Stored records
— BEGIN —
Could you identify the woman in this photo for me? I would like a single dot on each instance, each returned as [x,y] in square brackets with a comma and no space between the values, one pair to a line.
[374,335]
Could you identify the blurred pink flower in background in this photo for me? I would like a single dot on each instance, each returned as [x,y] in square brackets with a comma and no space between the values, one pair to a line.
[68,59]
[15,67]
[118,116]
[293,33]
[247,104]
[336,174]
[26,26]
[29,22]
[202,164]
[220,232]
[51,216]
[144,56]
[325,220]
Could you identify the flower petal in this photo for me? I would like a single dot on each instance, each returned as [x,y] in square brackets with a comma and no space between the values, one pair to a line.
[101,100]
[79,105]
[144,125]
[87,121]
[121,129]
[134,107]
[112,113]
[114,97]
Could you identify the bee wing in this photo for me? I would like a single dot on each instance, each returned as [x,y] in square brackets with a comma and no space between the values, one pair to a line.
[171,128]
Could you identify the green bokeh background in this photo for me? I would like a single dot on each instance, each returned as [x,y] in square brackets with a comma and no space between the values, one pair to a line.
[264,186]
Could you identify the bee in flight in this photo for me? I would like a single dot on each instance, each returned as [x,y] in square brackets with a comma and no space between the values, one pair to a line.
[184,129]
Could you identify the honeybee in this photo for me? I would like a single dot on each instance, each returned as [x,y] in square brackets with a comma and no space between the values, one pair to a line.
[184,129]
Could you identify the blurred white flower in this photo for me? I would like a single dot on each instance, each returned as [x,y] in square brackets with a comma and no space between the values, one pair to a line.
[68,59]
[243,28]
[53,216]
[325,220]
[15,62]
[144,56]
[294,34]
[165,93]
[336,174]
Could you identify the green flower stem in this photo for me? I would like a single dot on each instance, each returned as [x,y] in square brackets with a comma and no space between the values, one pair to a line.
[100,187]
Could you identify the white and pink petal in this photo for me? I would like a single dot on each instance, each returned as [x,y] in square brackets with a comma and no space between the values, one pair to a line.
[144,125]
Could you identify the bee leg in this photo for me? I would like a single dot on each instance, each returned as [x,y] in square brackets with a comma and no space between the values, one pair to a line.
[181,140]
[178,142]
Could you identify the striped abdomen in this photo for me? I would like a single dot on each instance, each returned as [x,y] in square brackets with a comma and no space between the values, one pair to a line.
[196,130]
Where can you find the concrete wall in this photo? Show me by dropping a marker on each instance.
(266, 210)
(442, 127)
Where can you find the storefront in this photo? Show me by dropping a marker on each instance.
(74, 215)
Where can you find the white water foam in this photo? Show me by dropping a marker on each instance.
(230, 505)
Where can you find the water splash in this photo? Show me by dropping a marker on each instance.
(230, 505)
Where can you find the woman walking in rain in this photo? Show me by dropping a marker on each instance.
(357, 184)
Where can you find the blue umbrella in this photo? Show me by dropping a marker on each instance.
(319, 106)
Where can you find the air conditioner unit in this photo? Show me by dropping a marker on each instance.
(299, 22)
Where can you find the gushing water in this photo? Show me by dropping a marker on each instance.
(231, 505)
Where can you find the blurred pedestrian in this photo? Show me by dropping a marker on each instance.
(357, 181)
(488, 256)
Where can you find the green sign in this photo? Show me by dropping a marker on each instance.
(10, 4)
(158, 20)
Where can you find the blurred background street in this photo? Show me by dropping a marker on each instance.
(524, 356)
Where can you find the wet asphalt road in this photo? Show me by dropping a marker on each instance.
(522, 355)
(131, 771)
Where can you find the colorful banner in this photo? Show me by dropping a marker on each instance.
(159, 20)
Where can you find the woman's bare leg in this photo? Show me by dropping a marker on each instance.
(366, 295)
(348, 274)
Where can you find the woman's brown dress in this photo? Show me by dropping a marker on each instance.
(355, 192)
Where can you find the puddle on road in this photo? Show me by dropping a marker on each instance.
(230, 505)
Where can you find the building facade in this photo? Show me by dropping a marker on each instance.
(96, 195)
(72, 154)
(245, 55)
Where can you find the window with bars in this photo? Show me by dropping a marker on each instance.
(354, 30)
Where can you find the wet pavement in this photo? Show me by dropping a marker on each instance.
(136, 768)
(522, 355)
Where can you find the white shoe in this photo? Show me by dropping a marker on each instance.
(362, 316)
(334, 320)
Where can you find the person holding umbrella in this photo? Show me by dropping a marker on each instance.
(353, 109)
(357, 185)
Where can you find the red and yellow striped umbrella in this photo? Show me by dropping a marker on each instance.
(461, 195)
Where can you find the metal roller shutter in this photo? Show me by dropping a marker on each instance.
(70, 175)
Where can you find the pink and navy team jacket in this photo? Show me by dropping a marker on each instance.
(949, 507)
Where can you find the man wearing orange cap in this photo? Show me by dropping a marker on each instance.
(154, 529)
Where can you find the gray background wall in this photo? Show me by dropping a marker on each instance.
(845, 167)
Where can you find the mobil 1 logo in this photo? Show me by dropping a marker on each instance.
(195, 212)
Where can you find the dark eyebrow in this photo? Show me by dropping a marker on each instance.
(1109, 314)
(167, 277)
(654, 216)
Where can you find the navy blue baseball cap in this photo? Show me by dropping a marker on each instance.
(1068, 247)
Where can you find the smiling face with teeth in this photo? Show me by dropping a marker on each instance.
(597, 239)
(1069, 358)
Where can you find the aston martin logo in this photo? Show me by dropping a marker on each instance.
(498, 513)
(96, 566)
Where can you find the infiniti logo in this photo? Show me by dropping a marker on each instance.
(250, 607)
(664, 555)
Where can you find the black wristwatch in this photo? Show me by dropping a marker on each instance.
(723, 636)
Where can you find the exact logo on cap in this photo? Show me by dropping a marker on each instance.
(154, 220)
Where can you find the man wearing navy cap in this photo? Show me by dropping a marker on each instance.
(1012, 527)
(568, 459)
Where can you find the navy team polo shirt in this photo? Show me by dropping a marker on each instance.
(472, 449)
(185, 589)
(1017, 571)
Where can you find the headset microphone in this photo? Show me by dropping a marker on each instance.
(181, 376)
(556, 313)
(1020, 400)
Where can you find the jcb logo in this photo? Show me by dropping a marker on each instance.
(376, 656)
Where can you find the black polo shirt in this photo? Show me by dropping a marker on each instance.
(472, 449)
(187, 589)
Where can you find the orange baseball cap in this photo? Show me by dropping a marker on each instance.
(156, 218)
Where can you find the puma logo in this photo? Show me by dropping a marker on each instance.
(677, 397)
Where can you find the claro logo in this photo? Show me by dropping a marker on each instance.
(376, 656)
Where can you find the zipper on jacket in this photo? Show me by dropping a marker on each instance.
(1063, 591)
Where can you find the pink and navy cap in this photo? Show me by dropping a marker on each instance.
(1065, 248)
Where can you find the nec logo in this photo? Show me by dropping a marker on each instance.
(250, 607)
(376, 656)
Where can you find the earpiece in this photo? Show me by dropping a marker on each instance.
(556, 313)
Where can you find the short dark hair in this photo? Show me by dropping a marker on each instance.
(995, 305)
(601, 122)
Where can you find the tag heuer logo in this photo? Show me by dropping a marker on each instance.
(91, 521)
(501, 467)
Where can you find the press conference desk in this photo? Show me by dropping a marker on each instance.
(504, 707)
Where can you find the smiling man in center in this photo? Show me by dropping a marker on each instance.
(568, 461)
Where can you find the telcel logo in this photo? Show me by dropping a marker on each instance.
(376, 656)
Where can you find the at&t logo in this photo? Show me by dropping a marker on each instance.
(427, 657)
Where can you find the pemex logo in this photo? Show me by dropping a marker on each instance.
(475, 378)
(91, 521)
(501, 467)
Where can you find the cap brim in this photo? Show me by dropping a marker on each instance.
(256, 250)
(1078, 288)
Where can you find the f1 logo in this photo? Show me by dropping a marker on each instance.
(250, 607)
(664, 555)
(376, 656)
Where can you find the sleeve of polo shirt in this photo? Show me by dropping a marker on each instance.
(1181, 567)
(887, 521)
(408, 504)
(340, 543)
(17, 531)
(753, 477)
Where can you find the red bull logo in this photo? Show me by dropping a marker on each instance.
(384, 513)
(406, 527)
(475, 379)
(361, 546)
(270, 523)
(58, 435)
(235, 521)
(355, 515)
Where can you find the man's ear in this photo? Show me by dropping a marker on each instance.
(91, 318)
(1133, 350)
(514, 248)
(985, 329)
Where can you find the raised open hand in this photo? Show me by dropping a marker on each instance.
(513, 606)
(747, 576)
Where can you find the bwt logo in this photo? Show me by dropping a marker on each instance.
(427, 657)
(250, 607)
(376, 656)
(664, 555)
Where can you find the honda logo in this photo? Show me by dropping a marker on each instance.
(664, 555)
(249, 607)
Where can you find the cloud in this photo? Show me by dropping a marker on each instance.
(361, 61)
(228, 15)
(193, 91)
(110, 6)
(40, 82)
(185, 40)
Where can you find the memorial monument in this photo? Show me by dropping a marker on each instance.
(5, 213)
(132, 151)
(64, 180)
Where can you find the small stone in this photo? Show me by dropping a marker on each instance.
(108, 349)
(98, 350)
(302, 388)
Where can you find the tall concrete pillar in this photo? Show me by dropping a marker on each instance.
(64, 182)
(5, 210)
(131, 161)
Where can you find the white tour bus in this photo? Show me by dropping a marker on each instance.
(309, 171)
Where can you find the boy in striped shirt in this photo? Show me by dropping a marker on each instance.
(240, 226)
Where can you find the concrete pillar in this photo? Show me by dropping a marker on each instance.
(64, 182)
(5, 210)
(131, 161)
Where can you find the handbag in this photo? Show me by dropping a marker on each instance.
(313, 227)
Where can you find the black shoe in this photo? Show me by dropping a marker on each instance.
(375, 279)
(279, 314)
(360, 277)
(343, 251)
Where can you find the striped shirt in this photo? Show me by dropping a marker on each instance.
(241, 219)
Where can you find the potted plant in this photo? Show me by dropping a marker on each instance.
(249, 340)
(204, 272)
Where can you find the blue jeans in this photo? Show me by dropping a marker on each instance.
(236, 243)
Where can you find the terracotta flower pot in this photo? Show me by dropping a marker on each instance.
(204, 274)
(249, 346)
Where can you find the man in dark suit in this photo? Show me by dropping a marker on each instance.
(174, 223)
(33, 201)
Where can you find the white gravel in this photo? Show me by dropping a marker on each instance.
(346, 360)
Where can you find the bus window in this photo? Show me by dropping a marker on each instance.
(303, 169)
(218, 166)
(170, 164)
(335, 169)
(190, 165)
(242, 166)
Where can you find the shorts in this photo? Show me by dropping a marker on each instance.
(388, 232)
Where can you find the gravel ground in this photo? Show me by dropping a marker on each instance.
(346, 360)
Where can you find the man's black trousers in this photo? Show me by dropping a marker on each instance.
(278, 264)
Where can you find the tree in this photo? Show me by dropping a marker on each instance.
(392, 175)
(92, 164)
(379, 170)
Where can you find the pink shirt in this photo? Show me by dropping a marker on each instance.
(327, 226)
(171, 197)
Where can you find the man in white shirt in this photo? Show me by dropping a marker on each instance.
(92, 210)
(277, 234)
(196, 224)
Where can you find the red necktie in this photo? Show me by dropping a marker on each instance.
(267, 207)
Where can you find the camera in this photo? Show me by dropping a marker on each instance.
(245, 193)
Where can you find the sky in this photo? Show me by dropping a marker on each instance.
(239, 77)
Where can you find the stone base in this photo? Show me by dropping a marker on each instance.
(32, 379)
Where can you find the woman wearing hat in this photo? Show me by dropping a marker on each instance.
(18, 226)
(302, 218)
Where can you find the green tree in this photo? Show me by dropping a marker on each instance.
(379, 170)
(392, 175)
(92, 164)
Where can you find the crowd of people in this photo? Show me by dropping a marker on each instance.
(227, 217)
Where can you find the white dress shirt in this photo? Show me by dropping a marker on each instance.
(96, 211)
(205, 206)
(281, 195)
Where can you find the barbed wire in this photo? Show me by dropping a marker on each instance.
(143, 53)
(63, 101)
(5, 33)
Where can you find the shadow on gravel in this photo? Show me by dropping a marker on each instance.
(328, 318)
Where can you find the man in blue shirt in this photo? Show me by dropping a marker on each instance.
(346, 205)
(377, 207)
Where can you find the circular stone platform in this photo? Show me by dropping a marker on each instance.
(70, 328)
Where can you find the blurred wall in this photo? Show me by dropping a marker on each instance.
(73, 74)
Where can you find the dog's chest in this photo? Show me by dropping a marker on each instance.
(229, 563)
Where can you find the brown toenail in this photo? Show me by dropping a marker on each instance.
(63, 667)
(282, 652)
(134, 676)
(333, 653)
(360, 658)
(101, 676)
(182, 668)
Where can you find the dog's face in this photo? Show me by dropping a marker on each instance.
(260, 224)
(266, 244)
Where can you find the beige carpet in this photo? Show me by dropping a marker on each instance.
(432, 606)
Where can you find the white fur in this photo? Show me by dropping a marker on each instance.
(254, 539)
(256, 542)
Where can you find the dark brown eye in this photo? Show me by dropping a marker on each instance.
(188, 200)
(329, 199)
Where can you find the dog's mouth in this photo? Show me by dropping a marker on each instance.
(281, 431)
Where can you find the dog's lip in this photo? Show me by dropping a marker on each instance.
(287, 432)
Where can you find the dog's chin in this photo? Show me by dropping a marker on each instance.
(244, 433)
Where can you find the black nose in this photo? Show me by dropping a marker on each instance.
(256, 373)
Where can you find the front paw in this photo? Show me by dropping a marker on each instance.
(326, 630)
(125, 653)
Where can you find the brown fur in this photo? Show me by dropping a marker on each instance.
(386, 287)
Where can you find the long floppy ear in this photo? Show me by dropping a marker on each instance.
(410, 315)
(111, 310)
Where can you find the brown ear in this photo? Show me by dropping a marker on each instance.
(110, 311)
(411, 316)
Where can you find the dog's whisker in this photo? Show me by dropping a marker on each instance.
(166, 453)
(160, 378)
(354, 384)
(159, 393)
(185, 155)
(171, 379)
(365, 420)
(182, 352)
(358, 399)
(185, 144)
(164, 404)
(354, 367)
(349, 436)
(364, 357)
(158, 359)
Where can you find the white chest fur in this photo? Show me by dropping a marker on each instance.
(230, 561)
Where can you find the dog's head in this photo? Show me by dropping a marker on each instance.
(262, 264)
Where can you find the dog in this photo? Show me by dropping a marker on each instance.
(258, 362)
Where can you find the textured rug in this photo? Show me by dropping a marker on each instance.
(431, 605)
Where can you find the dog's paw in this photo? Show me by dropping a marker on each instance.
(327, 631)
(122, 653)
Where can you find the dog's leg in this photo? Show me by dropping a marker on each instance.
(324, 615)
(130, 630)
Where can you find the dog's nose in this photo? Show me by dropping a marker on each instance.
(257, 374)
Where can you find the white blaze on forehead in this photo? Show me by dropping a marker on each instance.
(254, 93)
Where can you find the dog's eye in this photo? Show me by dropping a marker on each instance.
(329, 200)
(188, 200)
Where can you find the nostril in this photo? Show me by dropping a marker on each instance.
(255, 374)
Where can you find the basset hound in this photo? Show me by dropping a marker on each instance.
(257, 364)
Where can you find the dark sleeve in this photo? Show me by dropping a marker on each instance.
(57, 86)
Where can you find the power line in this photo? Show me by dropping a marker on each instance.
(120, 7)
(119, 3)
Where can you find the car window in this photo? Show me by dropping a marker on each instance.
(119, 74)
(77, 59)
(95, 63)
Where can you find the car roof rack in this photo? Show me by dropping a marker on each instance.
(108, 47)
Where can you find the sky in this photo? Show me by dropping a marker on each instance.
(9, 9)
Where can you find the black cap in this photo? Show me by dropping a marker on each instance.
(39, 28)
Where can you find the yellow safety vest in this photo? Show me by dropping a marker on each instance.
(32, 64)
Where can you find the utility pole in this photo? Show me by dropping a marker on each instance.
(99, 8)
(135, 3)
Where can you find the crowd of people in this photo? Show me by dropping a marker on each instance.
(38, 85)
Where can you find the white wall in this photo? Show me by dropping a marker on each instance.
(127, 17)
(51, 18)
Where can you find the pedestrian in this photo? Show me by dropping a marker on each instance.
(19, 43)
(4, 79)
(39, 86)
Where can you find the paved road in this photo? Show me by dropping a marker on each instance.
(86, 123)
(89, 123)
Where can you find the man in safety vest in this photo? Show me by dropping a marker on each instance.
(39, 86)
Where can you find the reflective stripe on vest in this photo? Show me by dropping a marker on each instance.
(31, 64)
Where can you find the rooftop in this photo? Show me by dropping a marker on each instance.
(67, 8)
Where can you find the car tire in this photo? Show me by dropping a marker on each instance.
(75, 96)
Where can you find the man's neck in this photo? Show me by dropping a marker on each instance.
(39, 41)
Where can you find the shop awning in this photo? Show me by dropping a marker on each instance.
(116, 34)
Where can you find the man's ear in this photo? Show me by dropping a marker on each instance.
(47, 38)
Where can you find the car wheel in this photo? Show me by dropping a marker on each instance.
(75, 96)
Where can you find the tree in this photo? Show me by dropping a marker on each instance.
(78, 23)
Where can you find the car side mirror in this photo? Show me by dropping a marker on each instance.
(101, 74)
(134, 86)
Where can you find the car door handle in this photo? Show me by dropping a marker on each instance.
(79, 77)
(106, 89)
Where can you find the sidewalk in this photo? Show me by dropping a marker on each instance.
— END —
WHAT TO PRODUCE
Produce an exact copy of the lines from the one containing "Where can you find the paved" through the last line, and of nothing else.

ANSWER TO THE TASK
Where can you find the paved road in this photo? Show me by dropping a marker on each instance.
(86, 123)
(89, 123)
Where can you find the man in safety vest in this photo? Show me by dropping a marker on each instance.
(39, 86)
Where can you find the reflective stripe on vest in this photo? Show me by dropping a marker on each instance.
(31, 64)
Where can you find the rooftop in this photo? Show me by dropping a marker on each instance.
(67, 8)
Where can you find the car tire in this photo? Show me by dropping a marker on each instance.
(75, 96)
Where can you find the man's neck in this photo? Show me by dropping a marker on each instance.
(39, 41)
Where can you find the shop awning in this photo? Show me by dropping a marker on each instance.
(116, 34)
Where can you find the man's ear in this photo? Show me by dropping a marker on each instance.
(47, 38)
Where can you find the car wheel in this photo? Show me by dropping a marker on each instance.
(75, 96)
Where can you find the tree in this photo? Show me by dropping a marker on each instance.
(78, 23)
Where can you find the car side mirror in this photo? Show me by dropping a marker on each instance.
(101, 74)
(134, 86)
Where can you find the car door handle in this photo? Show me by dropping a marker on each instance.
(79, 77)
(106, 89)
Where can you find the sidewalk in this photo? Show me by dropping a marker on each instance.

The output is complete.